Source text —
TEMECULA, Calif. - Last week a three-day conference to bring awareness to a growing problem - pathological or problem gambling - began in Sacramento and concluded here Oct. 17 with more than 40 treatment professionals, tribal leaders, state officials and gaming industry professionals in attendance.
The "Tumbling Dice" conference, an event to mark the first annual Responsible Gambling Awareness Week, was co-sponsored by the California Nations Indian Gaming Association and the non-profit California Council on Problem Gambling.
Experts told the assembled group that pathological gamblers - those who won't stop gambling despite devastating consequences - constitute about 5 percent of the U.S. adult population, with 1.75 million in California alone.
The problem has spread as legalized gambling has become more accessible and widespread, said Richard Rosenthal, director of the UCLA Center for Gambling Studies, who spoke at the Oct. 15 events in Sacramento. Studies show that Indians are at a greater risk than some other ethnic groups for developing the problem, he said.

Tasks to carry out —
**A)** Translate this sentence from the gambling article into Spanish: "Experts told the assembled group that pathological gamblers - those who won't stop gambling despite devastating consequences - constitute about 5 percent of the U.S. adult population, with 1.75 million in California alone."
**B)** Report every line of the records that contains the string "image", matching case exactly.
The records below are unrelated to the gambling article.

Raw data —

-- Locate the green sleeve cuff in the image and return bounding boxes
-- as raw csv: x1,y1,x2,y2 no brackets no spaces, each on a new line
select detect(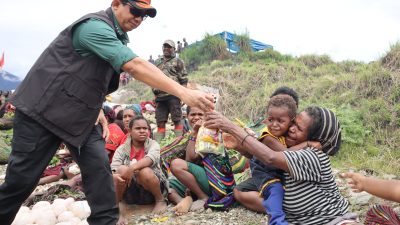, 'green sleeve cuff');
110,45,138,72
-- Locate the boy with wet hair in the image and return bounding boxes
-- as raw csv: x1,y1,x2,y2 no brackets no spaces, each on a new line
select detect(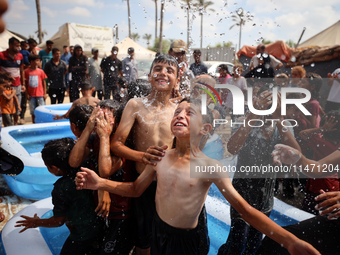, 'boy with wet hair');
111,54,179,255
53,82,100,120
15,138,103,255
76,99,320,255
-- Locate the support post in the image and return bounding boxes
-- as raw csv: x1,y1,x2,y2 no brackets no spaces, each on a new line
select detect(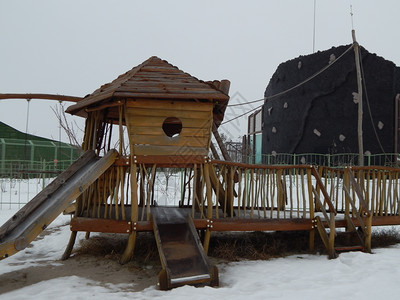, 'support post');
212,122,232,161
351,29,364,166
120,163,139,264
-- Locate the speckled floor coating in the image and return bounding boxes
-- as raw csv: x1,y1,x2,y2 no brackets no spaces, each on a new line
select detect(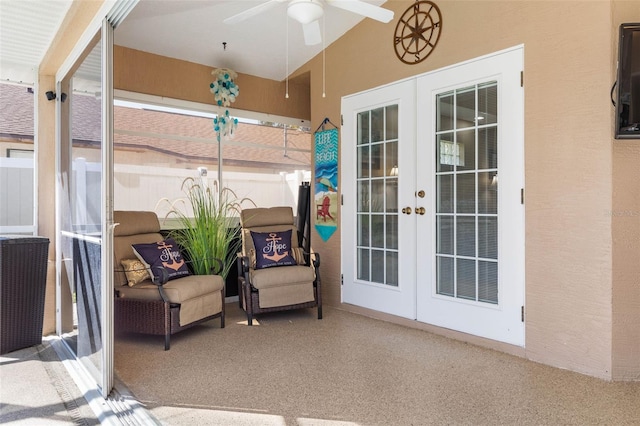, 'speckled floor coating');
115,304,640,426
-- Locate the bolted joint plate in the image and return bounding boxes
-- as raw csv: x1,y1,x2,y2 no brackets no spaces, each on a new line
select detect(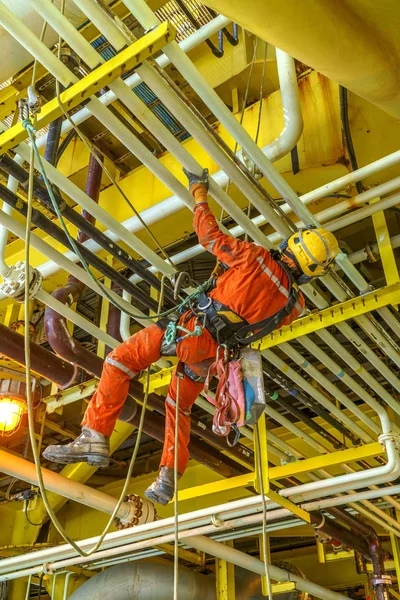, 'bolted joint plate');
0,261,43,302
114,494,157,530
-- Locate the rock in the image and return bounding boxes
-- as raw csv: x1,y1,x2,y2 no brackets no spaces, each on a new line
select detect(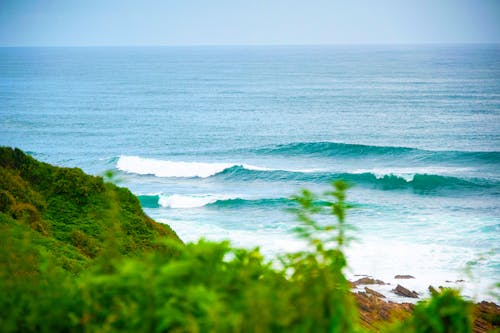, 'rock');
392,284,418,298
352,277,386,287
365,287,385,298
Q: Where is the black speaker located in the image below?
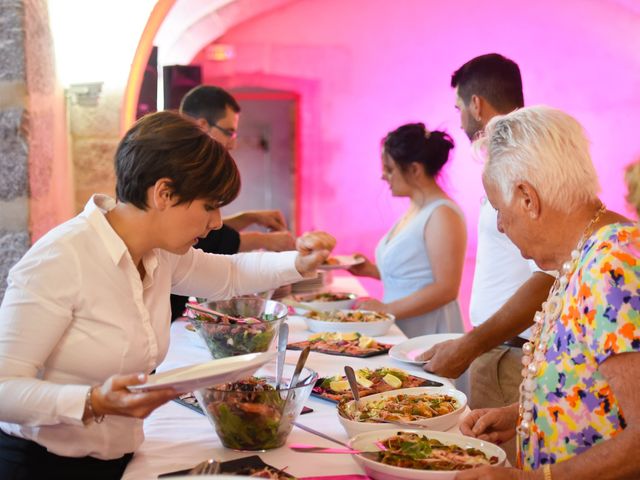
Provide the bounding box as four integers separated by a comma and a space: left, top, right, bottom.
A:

Task responses —
**A)** Los expertos dijeron al grupo reunido que los jugadores patológicos —aquellos que no dejan de apostar a pesar de las consecuencias devastadoras— constituyen alrededor del 5 por ciento de la población adulta de EE. UU., con 1,75 millones solo en California.

**B)**
-- Locate the green sleeve cuff in the image and return bounding boxes
-- Locate the boy with wet hair in the image and return bounding boxes
-- Locate the support post in the image and return bounding boxes
-- Locate the speckled floor coating in the image and return bounding boxes
-- Locate the bolted joint plate in the image and return bounding boxes
-- Locate the rock in the image and return bounding boxes
Q: Where is the black speaker located in the image below?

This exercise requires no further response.